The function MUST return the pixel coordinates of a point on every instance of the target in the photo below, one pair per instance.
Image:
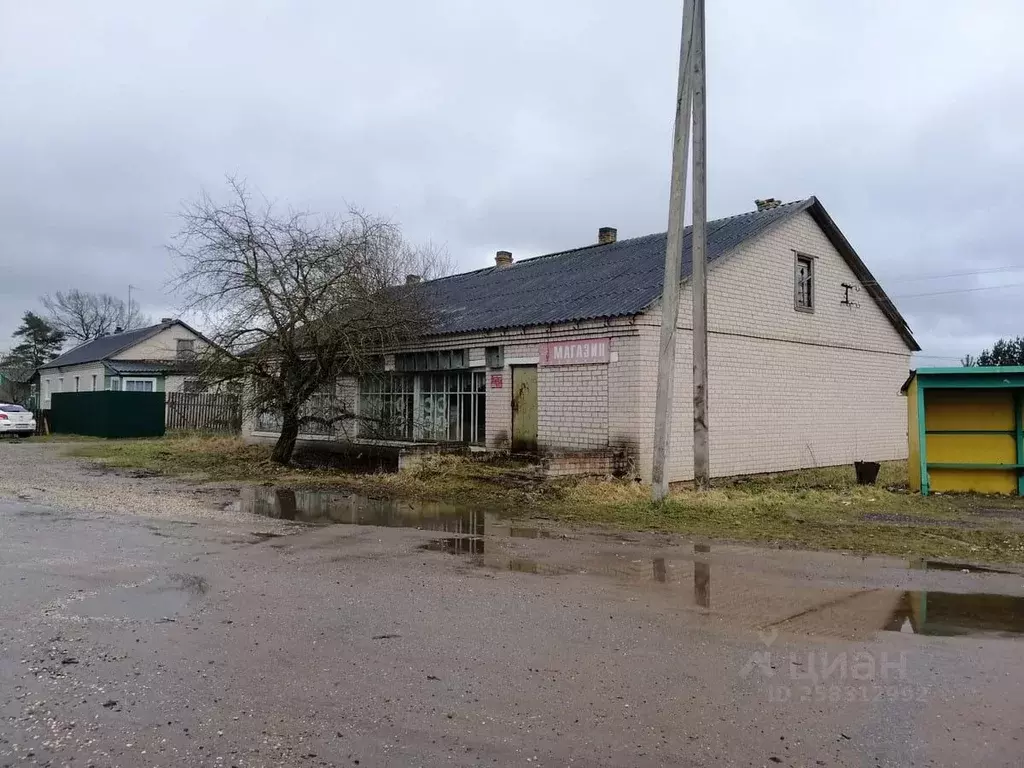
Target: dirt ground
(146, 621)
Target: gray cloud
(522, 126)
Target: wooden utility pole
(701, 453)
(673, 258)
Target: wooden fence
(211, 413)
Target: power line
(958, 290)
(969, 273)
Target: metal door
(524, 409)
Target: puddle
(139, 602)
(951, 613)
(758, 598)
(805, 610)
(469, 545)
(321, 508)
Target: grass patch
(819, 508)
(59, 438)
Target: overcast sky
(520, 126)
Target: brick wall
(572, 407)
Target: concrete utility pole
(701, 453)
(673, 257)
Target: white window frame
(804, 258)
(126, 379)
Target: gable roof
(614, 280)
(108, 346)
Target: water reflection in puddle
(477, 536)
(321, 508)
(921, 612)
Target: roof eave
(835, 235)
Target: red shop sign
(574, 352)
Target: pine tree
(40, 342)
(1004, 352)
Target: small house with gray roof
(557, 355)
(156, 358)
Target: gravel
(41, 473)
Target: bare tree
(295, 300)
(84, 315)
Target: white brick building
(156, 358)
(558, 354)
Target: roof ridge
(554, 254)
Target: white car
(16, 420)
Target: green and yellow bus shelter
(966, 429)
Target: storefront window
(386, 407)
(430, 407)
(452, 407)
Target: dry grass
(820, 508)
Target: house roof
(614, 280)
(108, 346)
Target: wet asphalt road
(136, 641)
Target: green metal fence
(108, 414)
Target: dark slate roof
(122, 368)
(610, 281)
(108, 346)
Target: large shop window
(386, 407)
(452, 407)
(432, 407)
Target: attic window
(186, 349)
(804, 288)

════════

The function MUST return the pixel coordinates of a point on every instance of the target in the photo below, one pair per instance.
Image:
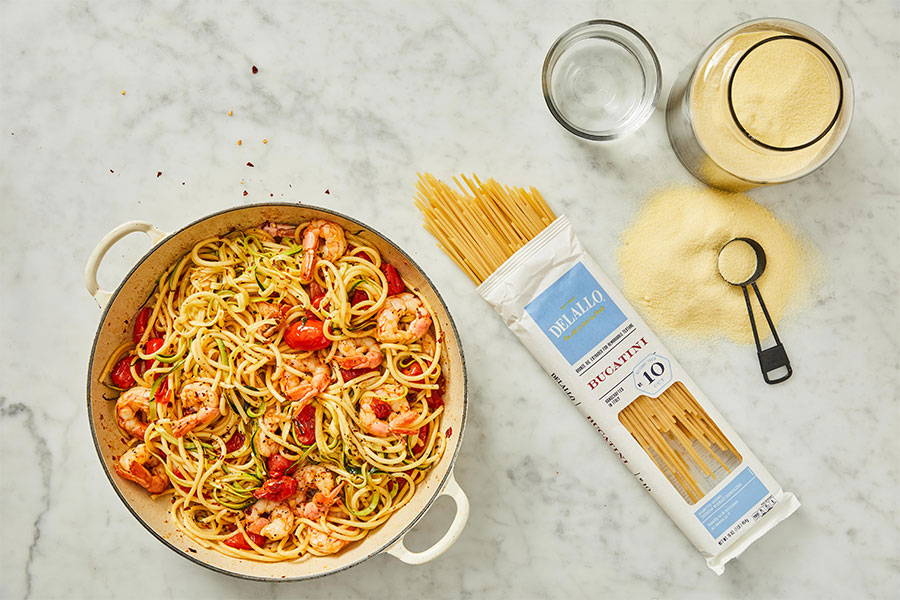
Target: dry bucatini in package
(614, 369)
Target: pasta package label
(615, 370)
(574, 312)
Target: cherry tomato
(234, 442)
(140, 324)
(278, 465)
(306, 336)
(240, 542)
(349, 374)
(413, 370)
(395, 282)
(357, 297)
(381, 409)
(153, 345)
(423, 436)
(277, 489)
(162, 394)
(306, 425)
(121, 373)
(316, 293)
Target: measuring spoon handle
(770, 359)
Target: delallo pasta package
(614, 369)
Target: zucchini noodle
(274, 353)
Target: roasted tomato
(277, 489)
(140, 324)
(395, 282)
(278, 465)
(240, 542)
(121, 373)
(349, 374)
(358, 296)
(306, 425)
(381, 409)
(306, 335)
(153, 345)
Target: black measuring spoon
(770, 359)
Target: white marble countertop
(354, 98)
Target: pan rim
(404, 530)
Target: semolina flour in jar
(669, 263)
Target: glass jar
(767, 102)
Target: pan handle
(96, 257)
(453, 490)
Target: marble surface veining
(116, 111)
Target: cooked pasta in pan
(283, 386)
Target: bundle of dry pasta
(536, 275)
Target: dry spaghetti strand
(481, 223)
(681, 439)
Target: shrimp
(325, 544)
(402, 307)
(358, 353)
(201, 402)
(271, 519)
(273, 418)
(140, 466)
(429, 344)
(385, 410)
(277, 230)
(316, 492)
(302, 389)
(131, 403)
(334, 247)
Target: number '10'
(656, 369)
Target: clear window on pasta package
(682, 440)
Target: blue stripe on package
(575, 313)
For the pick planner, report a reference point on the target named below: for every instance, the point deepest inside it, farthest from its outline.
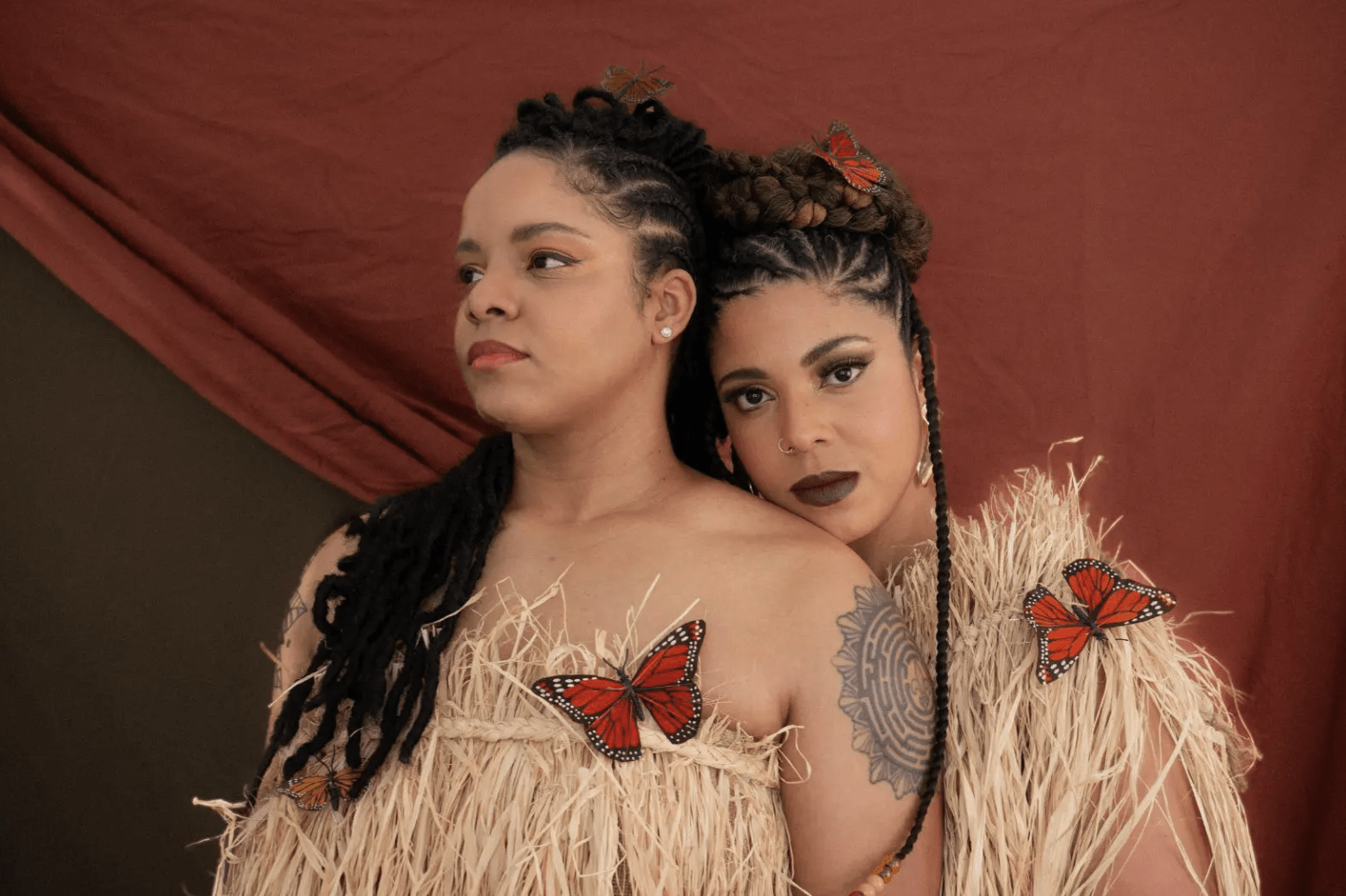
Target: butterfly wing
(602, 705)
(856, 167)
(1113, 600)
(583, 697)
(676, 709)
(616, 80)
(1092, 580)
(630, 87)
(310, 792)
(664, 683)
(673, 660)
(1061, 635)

════════

_OBJECTIVE_
Return the material unchanged from the line with "Target: black measuring spoon" to the line with "(1061, 635)", both included, leaving out any pictures.

_THE REPLY_
Target: black measuring spoon
(770, 359)
Target: white marble countertop
(354, 98)
Target: pan rim
(404, 530)
Target: semolina flour in jar
(669, 263)
Target: glass jar
(767, 102)
Target: pan handle
(96, 257)
(453, 490)
Target: marble surface veining
(116, 111)
Target: cooked pasta in pan
(283, 386)
Target: bundle of dry pasta
(536, 275)
Target: dry spaghetti strand
(481, 223)
(681, 439)
Target: shrimp
(325, 544)
(402, 307)
(358, 353)
(201, 402)
(271, 519)
(273, 418)
(140, 466)
(429, 344)
(385, 410)
(277, 230)
(316, 492)
(302, 389)
(131, 403)
(334, 247)
Target: number '10'
(656, 369)
Target: clear window on pasta package
(682, 440)
Target: blue stripe on package
(575, 313)
For the pick planner, report a reference point on the target named below: for every instance, the point deepest inside it, farthest from its outline.
Target: butterfly wing
(602, 705)
(856, 167)
(1113, 600)
(583, 697)
(676, 709)
(616, 80)
(1092, 580)
(630, 87)
(310, 792)
(664, 683)
(673, 660)
(1061, 635)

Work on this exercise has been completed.